##### Texte fourni

Nous aurions aimé une résurrection triomphante avec les trompettes comme celles de l’Apocalypse. Or tous les textes d’apparition du Ressuscité sont mystérieux voire opaques. Un exemple : le texte que nous méditons aujourd’hui fait suite à la deuxième apparition de Jésus ressuscité aux « Dix » et huit jours après au « Onze », Thomas étant alors présent.
Dans le texte d’apparition que nous venons d’entendre, nous est décrit Pierre, Jean, Thomas et les autres pêchant dans leur barque comme si rien ne s’était passé. Ils pêchent non des hommes mais des poissons qu’ils n’attrapent pas. Ils ne sont pas encore pleinement dans la mission. Pourquoi ne le reconnaissent-ils pas tout de suite alors qu’ils l’avaient reconnu à Jérusalem? Deuxième question : quand Pierre reconnaît enfin Jésus et avant de se jeter à l’eau, il enfile un vêtement. Pourquoi ce geste ?
Si Jésus multiplie les apparitions entre le dimanche de la Résurrection et son ascension, c’est pour installer dans la mémoire des apôtres une expérience du Ressuscité, non encore dans la gloire mais reconnaissable à ses plaies, à des événements qu’il a vécu avec les apôtres, celui de la pêche miraculeuse, celui du partage du poisson. Chemin de reconnaissance et certitude que le Ressuscité qui leur apparaît est bien celui qui a partagé leur vie. Plus que cela le Crucifié, c’est le Ressuscité. Non un fantôme mais le premier né d’entre les morts. Pour entrer dans une telle compréhension, le chemin est long! D’où ce sentiment de flou artistique, ce mystère de Jésus passe-muraille. En fait ces textes disent la pédagogie divine. Un petit symbole qui montre cela: l’expression « les enfants ». « Les enfants, auriez-vous quelque chose à manger ? » D’où aussi la répétition de l’événement de la pêche miraculeuse. Autre répétition : le disciple bien-aimé a reconnu avant Pierre son Seigneur car il avait posé sa tête sur son cœur le jeudi saint et il est alors capable de le reconnaître le Ressuscité grâce à l’intelligence de son cœur. C’est le cœur qui saisit dans un seul regard le mystère de du Ressuscité. On est en Galilée, le lieu même de l’intimité partagé avec le Seigneur et aussi le carrefour des nations d’où partira vers les quatre coins du monde la Bonne nouvelle de la Résurrection.
C’est bien un chemin que fait faire Jésus aux apôtres. A Jérusalem, l’évidence de la Résurrection, en Galilée l’amorce de la rupture. C’est comme s’il s’éloignait déjà dans un flou artistique. C’est aussi l’invitation à la mission. La rupture, c’est celle qui aura lieu à l’ascension mais pour une autre présence, celle de l’intimité mystérieuse du cœur à cœur et ce, d’une manière éminente, dans l’Eucharistie. Jésus apparaît dans le flou artistique d’une présence qui se cherche et qui se trouve dans l’intériorité la plus profonde de notre être.

##########

Exercice 1
Comptez les lignes des enregistrements qui contiennent la chaîne « line », en tenant compte de la casse, et donnez seulement ce nombre.
Le texte et les enregistrements proviennent de sources distinctes.

##### Enregistrements fournis

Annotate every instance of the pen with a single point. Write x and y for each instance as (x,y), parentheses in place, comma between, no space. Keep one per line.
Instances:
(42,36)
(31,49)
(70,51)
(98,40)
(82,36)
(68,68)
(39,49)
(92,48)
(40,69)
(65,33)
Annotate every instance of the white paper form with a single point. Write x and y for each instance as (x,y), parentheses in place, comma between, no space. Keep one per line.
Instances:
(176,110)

##########
##### Enregistrements fournis

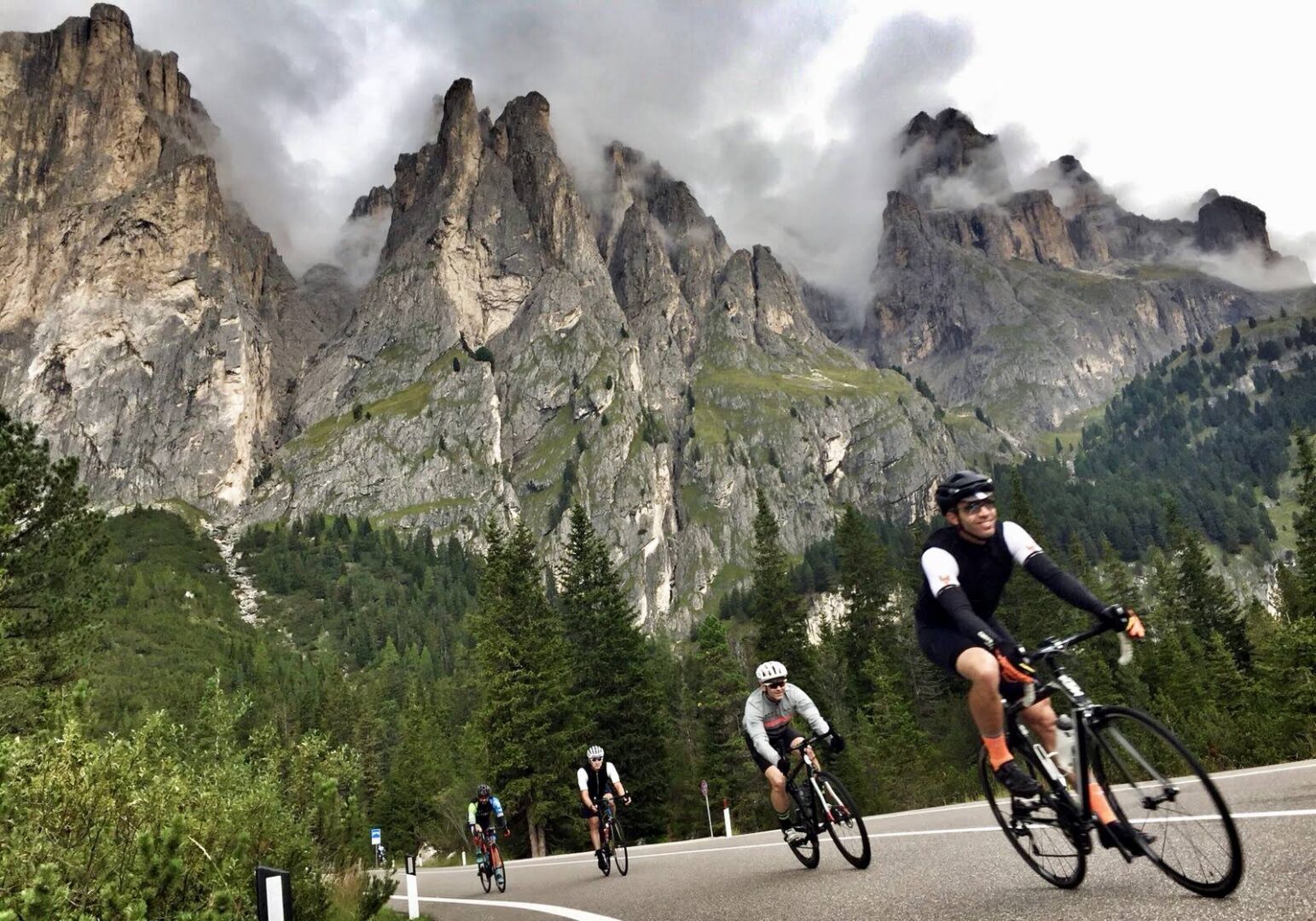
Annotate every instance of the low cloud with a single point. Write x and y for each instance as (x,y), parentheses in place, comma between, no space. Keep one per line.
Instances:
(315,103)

##########

Exercice 2
Relevez tous les prénoms de personnes mentionnés dans le texte fourni.

Solution détaillée 1
3

Solution détaillée 2
Jésus, Pierre, Jean, Thomas